::: Records for the task :::
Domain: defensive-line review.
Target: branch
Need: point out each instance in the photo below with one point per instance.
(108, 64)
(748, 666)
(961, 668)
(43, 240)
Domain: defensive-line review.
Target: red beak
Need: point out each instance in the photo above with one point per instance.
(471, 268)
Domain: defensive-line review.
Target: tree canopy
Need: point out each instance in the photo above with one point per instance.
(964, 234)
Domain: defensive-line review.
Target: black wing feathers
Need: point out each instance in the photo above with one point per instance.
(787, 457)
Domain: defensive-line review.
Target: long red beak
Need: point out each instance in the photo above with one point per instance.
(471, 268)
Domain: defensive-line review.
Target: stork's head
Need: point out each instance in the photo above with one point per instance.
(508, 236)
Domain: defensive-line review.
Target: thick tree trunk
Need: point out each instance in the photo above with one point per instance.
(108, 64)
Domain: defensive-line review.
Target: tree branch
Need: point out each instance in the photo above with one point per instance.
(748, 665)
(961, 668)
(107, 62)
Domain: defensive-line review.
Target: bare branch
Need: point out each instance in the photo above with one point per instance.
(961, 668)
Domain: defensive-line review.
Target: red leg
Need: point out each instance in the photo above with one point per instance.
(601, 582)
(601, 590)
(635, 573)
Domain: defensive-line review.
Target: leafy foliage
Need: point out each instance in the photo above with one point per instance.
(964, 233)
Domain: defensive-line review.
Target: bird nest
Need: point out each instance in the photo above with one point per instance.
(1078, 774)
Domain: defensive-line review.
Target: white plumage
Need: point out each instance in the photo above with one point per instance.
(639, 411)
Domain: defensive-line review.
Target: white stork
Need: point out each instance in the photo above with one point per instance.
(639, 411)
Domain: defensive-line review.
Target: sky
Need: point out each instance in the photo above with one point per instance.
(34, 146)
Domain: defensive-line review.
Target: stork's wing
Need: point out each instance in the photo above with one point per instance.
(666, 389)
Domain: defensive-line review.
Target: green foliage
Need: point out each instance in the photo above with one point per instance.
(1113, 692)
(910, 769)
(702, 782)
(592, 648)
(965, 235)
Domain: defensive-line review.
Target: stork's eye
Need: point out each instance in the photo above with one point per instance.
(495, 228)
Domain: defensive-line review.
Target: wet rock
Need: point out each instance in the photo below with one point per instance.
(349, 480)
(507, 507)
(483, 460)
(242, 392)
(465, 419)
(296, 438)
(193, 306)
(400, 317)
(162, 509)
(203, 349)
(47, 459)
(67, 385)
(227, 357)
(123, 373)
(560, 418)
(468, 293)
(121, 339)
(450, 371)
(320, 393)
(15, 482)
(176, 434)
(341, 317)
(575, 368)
:::
### Instructions for the task:
Reproduce every record above exactly as it appears.

### Solution to this problem:
Domain: defensive-line review.
Target: branch
Need: point out each instance in the photo below with one point per instance.
(108, 64)
(748, 666)
(961, 668)
(43, 240)
Domain: defensive-line review.
Target: red beak
Need: point out each instance in the photo above with one point per instance.
(471, 268)
Domain: defensive-line review.
Target: tree canopy
Need: point out each instance in the photo above with one point per instance.
(964, 234)
Domain: defensive-line review.
Target: black wing feathers
Need: point out each instance in the photo above with one point per instance.
(787, 457)
Domain: defensive-line review.
Target: long red beak
Need: point out each instance in the photo above with one point per instance.
(471, 268)
Domain: defensive-line review.
Target: stork's head
Need: point out each instance in the photo above with one point per instance.
(508, 236)
Domain: defensive-line review.
Target: thick tree trunk
Need: point out each instance in the photo above with one point per instance.
(108, 64)
Domain: defensive-line review.
Target: tree branch
Need: point out each instance in the photo above with one point per instance.
(748, 665)
(961, 668)
(107, 62)
Domain: defensive-line review.
Target: bare branch
Need: point out each instance in the photo above with one point per instance.
(961, 668)
Domain: defensive-line review.
Target: red leg
Need: point out each instance in the photo above with one point per instance.
(601, 582)
(601, 590)
(635, 573)
Domain: defensive-line review.
Target: leafy foliage
Need: point out each instance in the photo above with one point per instance.
(964, 233)
Domain: defensive-line review.
Target: bird nest
Need: point out each instance in the photo above with one point per instance.
(1078, 774)
Domain: defensive-line review.
Target: white plumage
Need: point out each instance in the photo above with one point per instance.
(639, 411)
Domain: defensive-line review.
Target: white stork
Need: point out each instance in the photo above with one point per instance.
(639, 411)
Domain: defensive-line review.
Target: sky
Need: point out each instance in the photo above with one point per instance.
(34, 146)
Domain: defensive-line review.
Target: stork's wing
Need: point out each instance in the photo above with one point per instance.
(666, 389)
Domain: defensive-line review.
Target: green foliage
Need: point out each instance in the photo above with one point per instance.
(1113, 692)
(910, 769)
(702, 782)
(592, 648)
(965, 235)
Domain: defensive-line review.
Target: stork's eye
Need: point out each instance in the photo above with one point per instance.
(495, 228)
Domain: defensive-line review.
Target: wet rock
Need: point out each instance in the photo below with one point per instance.
(349, 480)
(507, 507)
(483, 460)
(242, 392)
(465, 419)
(296, 438)
(193, 306)
(400, 317)
(162, 509)
(203, 349)
(47, 459)
(67, 385)
(227, 357)
(123, 373)
(560, 418)
(468, 293)
(121, 339)
(450, 371)
(320, 393)
(15, 482)
(176, 434)
(341, 317)
(575, 368)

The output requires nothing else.